Yurt dışına ürün satışına başlarken ilk adım olarak hedef pazarınızı ve bu pazar için en uygun ürünü seçmekle işe başlamalısınız. Ardından ürünün ambalajlanması ve hedef pazarda hangi marka ile yer alacağınızı netleştirmelisiniz. Tüm bunları belirledikten sonra hızlı ve sorunsuz bir şekilde işleyen lojistik ve kargo süreci tasarlamalısınız. Aynı zamanda hedef pazarı başta kullanılan dil ve para birimi olmak üzere çok daha yakından tanımak adına bir takım araştırmalar yapmalısınız. Satış öncesinde gerçekleştireceğiniz bu çalışmalar, e-ihracatta başarılı olmanızda kilit önem taşıyan adımlardır.

Ürün ve Hedef Pazar Belirleme

E-ihracatta doğru ürün ve hedef pazar seçimi başarılı olma konusunda en etkili unsurlardır.. Elinizde yurt dışına satışa hazır ürünler varsa veya üretici konumundaysanız sizin için öncelikli olan doğru hedef pazar seçimidir. Hedef pazar seçiminde internet trendleri, pazaryeri platformları, halka açık pazar araştırmaları size yardımcı olacaktır. Ancak yurt dışına satış için seçilen ürünün de belirli nitelikleri taşıması gerektiğiniz göz ardı etmemelisiniz. İhracat için seçilen ürünlerin hedef pazarda talep görmesi, uluslararası ticarete uygun olması ve aynı zamanda kâr marjının yüksek olması gerekir. Talep göreceğini tespit ettiğiniz ürünlerin, gümrük kurallarına uygun olduğundan emin olmalısınız. Hedeflediğiniz ülkeye girişi veya satışı yasak ürünlerin neler olduğunu araştırmalısınız. Diğer taraftan uluslararası kargolamaya uygun, mümkünse hafif ve taşıma sırasında hasar görme ihtimali az olan ürünlerin seçilmesi gerekir.

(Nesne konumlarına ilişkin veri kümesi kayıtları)

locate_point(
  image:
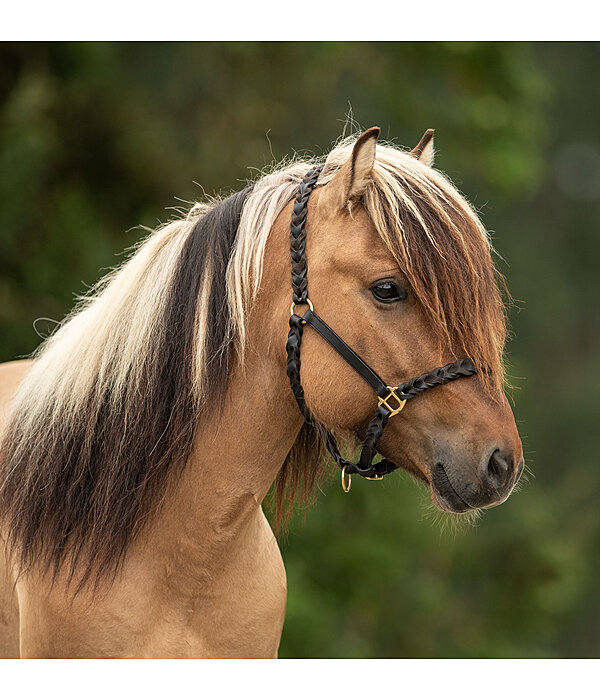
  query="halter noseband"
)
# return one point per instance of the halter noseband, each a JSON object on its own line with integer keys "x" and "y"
{"x": 391, "y": 399}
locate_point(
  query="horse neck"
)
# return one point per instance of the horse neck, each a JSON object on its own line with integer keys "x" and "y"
{"x": 239, "y": 448}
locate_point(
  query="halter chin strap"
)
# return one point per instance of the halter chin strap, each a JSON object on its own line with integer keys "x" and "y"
{"x": 391, "y": 400}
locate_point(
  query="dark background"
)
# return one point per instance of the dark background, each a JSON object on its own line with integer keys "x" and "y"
{"x": 98, "y": 138}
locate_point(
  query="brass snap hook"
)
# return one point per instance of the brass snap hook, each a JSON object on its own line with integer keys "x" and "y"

**Yapılacak Görevler**
- A) E-ihracat metnine göre hedef pazar seçiminde hangi kaynaklar yardımcı olur?
- B) Lütfen e-ihracat metnini kaldığı yerden sürdürün.

**Görev Sonuçları**
- A) İnternet trendleri, pazaryeri platformları ve halka açık pazar araştırmaları.

- B)
Marka ve Ambalaj Uyumluluğu

Ürünlerinizi hedef pazarın gerekliliklerine uygun olarak özel olarak ambalajlamanız hatta gerekliyse farklı bir markalama ile satışa sunmanız gerekebilir. Yerel pazarda tanınırlığı yüksek olan bir markaya sahip olsanız da markanızın hedef pazarda farklı anlama gelmesi, telaffuzunun zor olması, ülkenin kültürüne uyumlu olmayan logo ve renklere sahip olması gibi durumlarda hedef pazar için farklı bir marka yaratılmalıdır. Bir diğer konu ise ambalaj uyumluluğudur. Marka konusunda olduğu gibi ambalajda kullanılan obje ve renk paletinin kültüre uygun olmasına dikkat etmelisiniz. Ambalaj üzerindeki tüm bilgilendirmelerin hedef ülkenin diline göre yeniden tasarlanması gerekir. Aynı zamanda yasal olarak yer verilmesi gereken bilgilendirme ve uyarılar da ülkelere göre farklılık gösterebilir. Ambalaj tasarımı kargolama maliyetini minimize edecek ancak ürünü koruma konusunda yeterli olacak şekilde hazırlanmalıdır.

Lojistik ve Kargo Süreçlerinin Planlanması

Yurt dışına ürün satışında en önemli konulardan bir diğeri ise lojistik ve kargo süreçlerinin planlanmasıdır. Özellikle de perakende olarak yurt dışına ürün satışı yapmayı düşünüyorsanız teslimat süreleri son derece önemli hale gelir. Ürünlerinizi kısa sürede ve sağlam bir şekilde adreslerine teslim edebilmek için ise paketlemeden gümrüğe kadar tüm süreçlerin itina ile planlanması gerekir.

İlk olarak ürünlerin nakliye için en iyi şekilde paketlenmesine özen göstermelisiniz. Ürünü koruma için gerekli koruma, kolay teslimat için etiketleme, fatura ve gümrük belgelerinin hazırlanması sürecini planlamalısınız. Ardından çalışacağınız kargo firmasını belirlemelisiniz. PTT, DHL, FedEx, UPS gibi geleneksel kargo firmalarının yanı sıra e-ihracat sürecinde size hedef pazarda depolama dahil birçok hizmet sunan aracı firmalarla da çalışmayı değerlendirebilirsiniz. Lojistik ve kargo planlamasına müşteriden gelebilecek iade ve değişim süreçlerini de dahil etmeyi unutmamalısınız.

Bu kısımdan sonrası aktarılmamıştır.